* begin Entries supplied *
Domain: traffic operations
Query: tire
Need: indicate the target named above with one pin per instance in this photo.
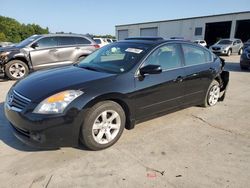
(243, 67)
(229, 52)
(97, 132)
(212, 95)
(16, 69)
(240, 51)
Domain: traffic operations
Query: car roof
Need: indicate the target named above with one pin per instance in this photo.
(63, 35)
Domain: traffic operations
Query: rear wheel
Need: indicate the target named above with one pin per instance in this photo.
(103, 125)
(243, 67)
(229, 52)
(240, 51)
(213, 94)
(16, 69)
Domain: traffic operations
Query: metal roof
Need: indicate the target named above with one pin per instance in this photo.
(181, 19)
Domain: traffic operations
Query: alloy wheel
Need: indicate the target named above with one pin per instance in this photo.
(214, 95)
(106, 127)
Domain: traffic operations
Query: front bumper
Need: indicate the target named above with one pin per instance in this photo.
* end Entries supplied *
* begin Entries supplied *
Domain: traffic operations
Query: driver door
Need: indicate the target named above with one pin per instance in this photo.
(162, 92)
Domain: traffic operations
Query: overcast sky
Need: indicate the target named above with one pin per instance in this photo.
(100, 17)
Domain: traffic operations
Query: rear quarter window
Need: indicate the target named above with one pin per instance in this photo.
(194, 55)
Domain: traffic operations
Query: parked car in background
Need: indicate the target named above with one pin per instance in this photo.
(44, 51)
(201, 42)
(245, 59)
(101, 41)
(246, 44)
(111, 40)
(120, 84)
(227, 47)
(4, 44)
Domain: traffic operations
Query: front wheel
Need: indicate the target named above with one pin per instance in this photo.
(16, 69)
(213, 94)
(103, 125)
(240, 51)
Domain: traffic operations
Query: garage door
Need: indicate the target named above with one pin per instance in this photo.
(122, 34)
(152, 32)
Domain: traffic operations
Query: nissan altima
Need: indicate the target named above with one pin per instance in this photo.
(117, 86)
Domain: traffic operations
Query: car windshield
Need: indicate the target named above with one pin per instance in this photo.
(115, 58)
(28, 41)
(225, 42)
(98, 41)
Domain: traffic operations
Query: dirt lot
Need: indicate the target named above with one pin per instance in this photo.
* end Entries supplied *
* _What the exercise asks_:
List each of the lines above that contains the string "door". Case counts.

* _Solution to this exercise_:
Query: driver door
Query: garage door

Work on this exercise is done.